═════ READING PASSAGE

On February 22, 2021, Quest Patent Research Corporation (the “Company”) entered into a series of agreements, all dated February 19, 2021,with QPRC Finance LLC (“QFL”), including a Prepaid Forward Purchase Agreement (the “Purchase Agreement”), a Security Agreement (the “Security Agreement”), a Subsidiary Security Agreement (the “Subsidiary Security Agreement”), a Subsidiary Guaranty (the “Subsidiary Guarantee”), a Warrant Issue Agreement (the “Warrant Issue Agreement”), a Registration Rights Agreement (the “Registration Rights Agreement”) and a Board Observation Rights Agreement (the “Board Observation Rights Agreement” together with the Security Agreement, the Subsidiary Guaranty, the Subsidiary Security Agreement, Warrant Issuance Agreement, Registration Rights Agreement and the Purchase Agreement, the “Investment Documents”) pursuant to which, at the closing held contemporaneously with the execution of the agreements:

 

(i)Pursuant to the Purchase Agreement, QFL agreed to make available to the Company a financing facility of: (i) up to $25,000,000 for the acquisition of mutually agreed patent rights that the Company intends to monetize; (ii) up to $2,000,000 for operating expenses; and (iii) $1,750,000 to fund the cash payment portion of the restructure of the Company’s obligations to Intelligent Partners LLC (“IPLLC”). In return the Company transferred to QFL a right to receive a portion of net proceeds generated from the monetization of those patents. The terms of the Purchase Agreement are described under “Purchase Agreement.”

 

(ii)The Company used $1,750,000 of proceeds from the QFL financing as the cash payment portion of the restructure of the Company’s obligations to IPLLC as transferee of United Wireless Holdings, Inc. (“United Wireless”) pursuant to a restructure agreement (the “Restructure Agreement”) between the Company and IPLLC executed contemporaneously with the closing of the Investment Documents. The payment was made directly from QFL to IPLLC. The terms of the Restructure Agreement are described under “Restructure Agreement.”

 

(iii)Pursuant to the Security Agreement, the Company’s obligations under the Purchase Agreement with QFL are secured by: (i) the Proceeds (as defined in the Purchase Agreement); (ii) the Patents (as defined in the Purchase Agreement; (iii) all General Intangibles now or hereafter arising from or related to the foregoing (i) and (ii); and (iv) Proceeds (including, without limitation, Cash Proceeds and insurance proceeds) and products of the foregoing (i)-(iii).

══════════
═════ MATERIAL PROVIDED

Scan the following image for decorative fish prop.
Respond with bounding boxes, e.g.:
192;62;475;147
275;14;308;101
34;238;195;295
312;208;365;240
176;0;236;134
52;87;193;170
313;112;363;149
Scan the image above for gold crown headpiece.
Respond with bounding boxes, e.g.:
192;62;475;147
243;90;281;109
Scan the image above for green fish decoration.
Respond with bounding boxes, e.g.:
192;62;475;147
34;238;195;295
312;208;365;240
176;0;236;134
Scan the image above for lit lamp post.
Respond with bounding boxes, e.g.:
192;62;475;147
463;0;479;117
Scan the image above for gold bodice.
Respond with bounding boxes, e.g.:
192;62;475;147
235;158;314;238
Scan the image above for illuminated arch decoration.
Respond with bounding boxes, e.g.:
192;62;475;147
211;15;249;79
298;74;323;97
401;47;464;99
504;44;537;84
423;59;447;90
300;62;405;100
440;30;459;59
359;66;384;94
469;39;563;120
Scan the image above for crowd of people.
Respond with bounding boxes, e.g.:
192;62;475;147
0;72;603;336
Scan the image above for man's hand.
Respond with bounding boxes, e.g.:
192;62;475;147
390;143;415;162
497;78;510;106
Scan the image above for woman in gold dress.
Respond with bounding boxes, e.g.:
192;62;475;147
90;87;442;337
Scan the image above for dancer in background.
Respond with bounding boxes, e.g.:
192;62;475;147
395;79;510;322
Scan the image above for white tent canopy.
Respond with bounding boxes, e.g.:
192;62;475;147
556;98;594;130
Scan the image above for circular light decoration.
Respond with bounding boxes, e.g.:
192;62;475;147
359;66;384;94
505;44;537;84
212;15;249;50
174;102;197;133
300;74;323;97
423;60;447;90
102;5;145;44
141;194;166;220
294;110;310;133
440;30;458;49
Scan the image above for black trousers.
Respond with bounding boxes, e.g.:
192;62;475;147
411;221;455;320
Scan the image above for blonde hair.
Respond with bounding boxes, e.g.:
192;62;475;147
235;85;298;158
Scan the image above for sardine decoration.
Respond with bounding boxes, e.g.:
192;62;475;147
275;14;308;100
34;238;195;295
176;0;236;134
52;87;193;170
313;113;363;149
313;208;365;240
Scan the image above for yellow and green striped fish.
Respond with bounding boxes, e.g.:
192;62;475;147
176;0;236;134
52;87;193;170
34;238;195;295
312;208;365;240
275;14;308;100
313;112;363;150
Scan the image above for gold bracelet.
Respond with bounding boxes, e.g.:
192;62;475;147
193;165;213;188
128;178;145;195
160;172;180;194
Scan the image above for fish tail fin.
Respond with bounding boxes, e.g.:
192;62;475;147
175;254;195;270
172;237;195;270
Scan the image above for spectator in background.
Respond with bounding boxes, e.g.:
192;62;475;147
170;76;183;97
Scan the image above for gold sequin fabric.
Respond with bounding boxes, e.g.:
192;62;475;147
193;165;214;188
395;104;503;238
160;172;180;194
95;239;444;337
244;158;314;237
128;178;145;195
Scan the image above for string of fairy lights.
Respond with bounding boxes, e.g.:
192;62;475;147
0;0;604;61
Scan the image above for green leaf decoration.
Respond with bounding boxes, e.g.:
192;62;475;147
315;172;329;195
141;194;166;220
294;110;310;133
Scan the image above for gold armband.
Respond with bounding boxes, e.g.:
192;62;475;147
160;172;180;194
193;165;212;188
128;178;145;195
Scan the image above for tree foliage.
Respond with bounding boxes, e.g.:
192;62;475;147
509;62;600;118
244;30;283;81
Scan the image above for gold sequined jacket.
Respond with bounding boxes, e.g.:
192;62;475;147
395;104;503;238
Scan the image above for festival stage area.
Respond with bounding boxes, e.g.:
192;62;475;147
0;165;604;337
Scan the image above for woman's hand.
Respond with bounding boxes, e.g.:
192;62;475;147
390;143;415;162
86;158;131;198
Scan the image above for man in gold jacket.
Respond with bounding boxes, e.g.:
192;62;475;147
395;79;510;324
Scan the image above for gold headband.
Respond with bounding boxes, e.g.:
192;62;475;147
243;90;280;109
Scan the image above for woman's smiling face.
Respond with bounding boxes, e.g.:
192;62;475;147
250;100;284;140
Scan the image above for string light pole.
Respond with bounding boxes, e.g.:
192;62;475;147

══════════

WORK TO BE COMPLETED:
Repeat the passage on the QFL financing agreements word for word, between "(iii)Pursuant to the" and "the foregoing (i)-(iii).", inclusive. You don't need the listing for this.

TASK ANSWER:
(iii)Pursuant to the Security Agreement, the Company’s obligations under the Purchase Agreement with QFL are secured by: (i) the Proceeds (as defined in the Purchase Agreement); (ii) the Patents (as defined in the Purchase Agreement; (iii) all General Intangibles now or hereafter arising from or related to the foregoing (i) and (ii); and (iv) Proceeds (including, without limitation, Cash Proceeds and insurance proceeds) and products of the foregoing (i)-(iii).